■ **TO DO**
Reproduce precisely the lines of the listing below, starting with the line that contains "shape point(605, 679)" and stopping after the line that contains "shape point(556, 303)"; include nothing else.

■ **DATA TO EXAMINE**
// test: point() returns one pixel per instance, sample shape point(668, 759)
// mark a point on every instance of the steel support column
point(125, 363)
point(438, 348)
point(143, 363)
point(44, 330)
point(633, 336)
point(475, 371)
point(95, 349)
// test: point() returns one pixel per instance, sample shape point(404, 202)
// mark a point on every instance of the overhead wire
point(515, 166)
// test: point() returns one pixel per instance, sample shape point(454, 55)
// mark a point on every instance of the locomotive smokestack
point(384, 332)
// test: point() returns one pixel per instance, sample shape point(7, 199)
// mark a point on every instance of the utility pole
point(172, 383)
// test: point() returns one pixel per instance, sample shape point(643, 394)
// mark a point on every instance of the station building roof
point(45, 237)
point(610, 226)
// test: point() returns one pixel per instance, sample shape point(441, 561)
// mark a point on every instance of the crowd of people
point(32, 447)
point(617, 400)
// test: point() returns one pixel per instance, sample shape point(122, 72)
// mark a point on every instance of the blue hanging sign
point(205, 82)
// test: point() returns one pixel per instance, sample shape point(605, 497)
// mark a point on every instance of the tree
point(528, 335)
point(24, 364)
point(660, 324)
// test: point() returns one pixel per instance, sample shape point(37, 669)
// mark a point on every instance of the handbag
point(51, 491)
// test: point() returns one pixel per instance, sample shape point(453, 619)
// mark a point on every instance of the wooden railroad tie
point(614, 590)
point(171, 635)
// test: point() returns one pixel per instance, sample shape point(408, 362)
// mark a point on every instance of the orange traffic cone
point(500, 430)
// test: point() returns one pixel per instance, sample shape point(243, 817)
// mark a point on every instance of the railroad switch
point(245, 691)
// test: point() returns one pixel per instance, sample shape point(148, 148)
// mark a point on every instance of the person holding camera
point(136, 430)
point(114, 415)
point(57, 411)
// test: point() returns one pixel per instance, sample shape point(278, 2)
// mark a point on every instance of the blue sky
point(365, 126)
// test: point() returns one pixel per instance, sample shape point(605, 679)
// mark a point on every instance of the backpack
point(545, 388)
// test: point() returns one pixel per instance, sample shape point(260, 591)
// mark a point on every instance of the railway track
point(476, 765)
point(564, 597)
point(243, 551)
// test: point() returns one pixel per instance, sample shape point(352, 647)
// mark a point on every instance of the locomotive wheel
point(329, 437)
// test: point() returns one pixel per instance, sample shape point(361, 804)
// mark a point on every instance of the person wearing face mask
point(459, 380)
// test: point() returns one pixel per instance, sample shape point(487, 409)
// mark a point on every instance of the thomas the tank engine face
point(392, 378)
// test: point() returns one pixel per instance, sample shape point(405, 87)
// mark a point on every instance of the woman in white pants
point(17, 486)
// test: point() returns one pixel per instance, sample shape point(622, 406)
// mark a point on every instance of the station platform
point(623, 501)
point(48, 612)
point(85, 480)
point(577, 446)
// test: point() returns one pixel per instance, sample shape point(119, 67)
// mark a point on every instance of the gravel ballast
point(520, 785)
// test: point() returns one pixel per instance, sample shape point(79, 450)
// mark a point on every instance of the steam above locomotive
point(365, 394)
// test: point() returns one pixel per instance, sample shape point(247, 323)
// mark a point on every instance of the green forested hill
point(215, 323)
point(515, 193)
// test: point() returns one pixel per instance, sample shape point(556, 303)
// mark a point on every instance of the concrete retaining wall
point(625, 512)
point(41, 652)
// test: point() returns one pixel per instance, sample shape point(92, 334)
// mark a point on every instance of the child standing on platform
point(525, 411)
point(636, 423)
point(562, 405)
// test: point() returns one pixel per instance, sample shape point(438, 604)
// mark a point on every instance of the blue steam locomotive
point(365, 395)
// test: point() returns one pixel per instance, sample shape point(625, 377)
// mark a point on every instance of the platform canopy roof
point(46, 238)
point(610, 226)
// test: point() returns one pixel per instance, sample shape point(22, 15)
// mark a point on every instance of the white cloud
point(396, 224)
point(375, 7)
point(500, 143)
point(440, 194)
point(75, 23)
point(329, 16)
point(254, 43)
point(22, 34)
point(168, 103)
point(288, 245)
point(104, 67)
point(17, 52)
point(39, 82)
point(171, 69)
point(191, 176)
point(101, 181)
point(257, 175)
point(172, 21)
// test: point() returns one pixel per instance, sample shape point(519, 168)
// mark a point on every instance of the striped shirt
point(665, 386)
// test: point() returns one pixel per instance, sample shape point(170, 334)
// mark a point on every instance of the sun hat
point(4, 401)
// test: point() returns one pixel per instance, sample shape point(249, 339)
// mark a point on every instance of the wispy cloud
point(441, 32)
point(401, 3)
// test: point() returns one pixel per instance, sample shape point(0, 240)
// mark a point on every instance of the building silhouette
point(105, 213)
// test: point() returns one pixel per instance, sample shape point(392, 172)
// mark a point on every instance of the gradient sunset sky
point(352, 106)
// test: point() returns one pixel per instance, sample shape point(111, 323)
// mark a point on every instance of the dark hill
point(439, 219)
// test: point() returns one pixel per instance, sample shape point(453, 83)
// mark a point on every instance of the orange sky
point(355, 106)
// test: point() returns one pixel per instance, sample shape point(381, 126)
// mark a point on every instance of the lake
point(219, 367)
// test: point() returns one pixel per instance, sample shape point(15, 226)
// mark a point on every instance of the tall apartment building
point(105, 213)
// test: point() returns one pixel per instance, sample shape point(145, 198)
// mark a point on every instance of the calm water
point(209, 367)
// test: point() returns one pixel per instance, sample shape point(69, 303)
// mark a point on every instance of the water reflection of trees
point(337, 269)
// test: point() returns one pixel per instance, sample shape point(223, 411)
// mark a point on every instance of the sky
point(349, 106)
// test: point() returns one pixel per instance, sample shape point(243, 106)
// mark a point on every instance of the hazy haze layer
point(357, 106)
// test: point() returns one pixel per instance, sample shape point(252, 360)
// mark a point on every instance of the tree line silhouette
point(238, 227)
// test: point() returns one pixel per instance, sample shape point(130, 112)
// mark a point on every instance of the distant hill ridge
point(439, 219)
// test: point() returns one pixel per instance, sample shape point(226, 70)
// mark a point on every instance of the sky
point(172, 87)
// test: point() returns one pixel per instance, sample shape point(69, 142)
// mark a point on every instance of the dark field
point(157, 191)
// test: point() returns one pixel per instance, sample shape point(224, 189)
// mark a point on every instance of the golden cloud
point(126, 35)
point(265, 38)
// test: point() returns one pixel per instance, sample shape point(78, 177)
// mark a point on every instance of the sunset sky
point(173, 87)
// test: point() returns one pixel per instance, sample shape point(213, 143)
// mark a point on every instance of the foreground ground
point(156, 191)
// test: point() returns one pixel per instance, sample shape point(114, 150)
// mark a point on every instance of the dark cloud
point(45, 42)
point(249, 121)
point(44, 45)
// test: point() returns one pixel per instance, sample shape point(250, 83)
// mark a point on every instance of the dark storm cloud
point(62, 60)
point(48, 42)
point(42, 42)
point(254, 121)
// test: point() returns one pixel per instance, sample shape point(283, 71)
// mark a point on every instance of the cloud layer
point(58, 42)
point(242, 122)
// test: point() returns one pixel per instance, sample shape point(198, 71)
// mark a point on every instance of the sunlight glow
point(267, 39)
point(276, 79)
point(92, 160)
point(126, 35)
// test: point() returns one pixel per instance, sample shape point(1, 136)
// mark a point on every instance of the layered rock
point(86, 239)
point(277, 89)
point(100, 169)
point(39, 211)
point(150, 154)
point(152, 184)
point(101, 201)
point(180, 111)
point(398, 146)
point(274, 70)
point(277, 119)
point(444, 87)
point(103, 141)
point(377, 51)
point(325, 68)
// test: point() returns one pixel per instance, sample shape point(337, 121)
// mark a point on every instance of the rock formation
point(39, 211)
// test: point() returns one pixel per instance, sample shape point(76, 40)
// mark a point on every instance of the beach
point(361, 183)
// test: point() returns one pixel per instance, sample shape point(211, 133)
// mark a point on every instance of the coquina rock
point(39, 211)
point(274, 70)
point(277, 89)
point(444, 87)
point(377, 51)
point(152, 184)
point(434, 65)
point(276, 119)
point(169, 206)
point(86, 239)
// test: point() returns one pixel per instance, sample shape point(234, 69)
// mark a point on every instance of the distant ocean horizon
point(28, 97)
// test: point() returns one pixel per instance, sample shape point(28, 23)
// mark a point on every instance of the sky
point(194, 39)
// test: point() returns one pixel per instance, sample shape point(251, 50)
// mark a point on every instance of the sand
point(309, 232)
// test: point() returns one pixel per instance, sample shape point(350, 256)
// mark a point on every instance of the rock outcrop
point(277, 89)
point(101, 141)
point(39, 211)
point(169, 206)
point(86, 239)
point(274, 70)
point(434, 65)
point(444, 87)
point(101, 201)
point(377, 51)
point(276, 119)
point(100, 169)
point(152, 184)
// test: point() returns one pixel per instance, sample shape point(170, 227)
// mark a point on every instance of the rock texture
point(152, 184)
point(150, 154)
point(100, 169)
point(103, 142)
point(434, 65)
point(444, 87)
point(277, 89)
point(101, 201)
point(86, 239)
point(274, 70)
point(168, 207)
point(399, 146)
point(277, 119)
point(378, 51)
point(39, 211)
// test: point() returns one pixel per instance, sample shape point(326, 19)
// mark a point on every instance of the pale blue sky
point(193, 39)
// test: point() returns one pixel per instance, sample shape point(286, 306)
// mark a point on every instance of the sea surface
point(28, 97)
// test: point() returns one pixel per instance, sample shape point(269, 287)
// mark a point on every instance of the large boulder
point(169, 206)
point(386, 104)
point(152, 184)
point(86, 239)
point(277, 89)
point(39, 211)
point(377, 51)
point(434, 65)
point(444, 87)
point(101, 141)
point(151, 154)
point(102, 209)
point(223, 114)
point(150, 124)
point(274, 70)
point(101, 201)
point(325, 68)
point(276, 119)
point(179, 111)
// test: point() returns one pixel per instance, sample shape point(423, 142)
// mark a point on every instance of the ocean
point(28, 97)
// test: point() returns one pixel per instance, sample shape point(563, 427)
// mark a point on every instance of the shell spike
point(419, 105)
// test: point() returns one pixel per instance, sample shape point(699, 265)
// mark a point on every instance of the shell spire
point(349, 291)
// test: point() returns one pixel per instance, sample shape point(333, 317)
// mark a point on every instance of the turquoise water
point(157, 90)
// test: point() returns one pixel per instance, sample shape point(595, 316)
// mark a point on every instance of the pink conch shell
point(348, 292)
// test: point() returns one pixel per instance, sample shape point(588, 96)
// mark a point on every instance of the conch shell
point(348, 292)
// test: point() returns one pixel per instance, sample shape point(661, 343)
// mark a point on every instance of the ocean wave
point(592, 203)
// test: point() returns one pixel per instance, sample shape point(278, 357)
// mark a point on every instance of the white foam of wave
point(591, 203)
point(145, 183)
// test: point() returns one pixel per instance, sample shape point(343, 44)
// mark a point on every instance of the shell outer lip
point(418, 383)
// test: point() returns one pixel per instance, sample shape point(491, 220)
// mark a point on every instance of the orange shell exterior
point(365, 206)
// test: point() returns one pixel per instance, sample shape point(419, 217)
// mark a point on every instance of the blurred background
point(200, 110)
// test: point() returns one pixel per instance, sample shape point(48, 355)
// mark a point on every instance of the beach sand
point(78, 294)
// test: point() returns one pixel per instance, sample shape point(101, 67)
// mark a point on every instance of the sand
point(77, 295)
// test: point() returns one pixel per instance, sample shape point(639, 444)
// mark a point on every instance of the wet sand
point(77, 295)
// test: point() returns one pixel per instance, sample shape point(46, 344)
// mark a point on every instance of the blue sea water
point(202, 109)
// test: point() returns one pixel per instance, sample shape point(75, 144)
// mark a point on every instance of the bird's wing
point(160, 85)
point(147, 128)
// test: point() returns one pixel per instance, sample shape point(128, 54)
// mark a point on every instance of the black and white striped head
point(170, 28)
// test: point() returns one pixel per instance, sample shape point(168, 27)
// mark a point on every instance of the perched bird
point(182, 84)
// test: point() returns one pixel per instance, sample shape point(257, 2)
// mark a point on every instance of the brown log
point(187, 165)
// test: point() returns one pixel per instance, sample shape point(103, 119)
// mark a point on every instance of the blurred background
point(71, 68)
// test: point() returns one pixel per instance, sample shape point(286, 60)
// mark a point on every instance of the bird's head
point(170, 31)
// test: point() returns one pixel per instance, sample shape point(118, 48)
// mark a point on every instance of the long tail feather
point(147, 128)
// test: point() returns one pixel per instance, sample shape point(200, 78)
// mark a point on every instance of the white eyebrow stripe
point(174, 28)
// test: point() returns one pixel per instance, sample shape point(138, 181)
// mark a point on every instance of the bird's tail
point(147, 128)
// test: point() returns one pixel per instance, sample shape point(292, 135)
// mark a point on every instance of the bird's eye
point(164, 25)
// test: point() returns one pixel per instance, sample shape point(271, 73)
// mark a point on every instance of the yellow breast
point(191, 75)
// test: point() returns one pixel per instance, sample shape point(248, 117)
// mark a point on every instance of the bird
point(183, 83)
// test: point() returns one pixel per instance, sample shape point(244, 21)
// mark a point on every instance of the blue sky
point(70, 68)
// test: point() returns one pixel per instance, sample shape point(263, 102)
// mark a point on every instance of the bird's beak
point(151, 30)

■ **ANSWER TO THIS EXERCISE**
// test: point() returns one pixel per instance, sample shape point(605, 679)
// mark a point on every instance of the backpack
point(545, 388)
// test: point() returns one pixel per instance, sample shape point(260, 591)
// mark a point on every instance of the railway track
point(476, 765)
point(564, 597)
point(243, 551)
// test: point() returns one pixel per instance, sample shape point(352, 647)
// mark a point on every instance of the locomotive wheel
point(329, 437)
// test: point() returns one pixel per instance, sample shape point(361, 804)
// mark a point on every instance of the person wearing face mask
point(459, 380)
// test: point() returns one pixel per instance, sample shape point(487, 409)
// mark a point on every instance of the thomas the tank engine face
point(392, 378)
// test: point() returns one pixel per instance, sample shape point(405, 87)
// mark a point on every instance of the woman in white pants
point(17, 486)
// test: point() returns one pixel per instance, sample shape point(622, 406)
// mark a point on every instance of the station platform
point(623, 501)
point(48, 612)
point(85, 480)
point(577, 446)
// test: point() returns one pixel per instance, sample shape point(119, 67)
// mark a point on every instance of the gravel ballast
point(520, 785)
// test: point() returns one pixel per instance, sample shape point(79, 450)
// mark a point on every instance of the steam above locomotive
point(365, 394)
// test: point() returns one pixel per instance, sample shape point(247, 323)
// mark a point on every instance of the green forested hill
point(215, 323)
point(515, 193)
// test: point() returns one pixel per instance, sample shape point(556, 303)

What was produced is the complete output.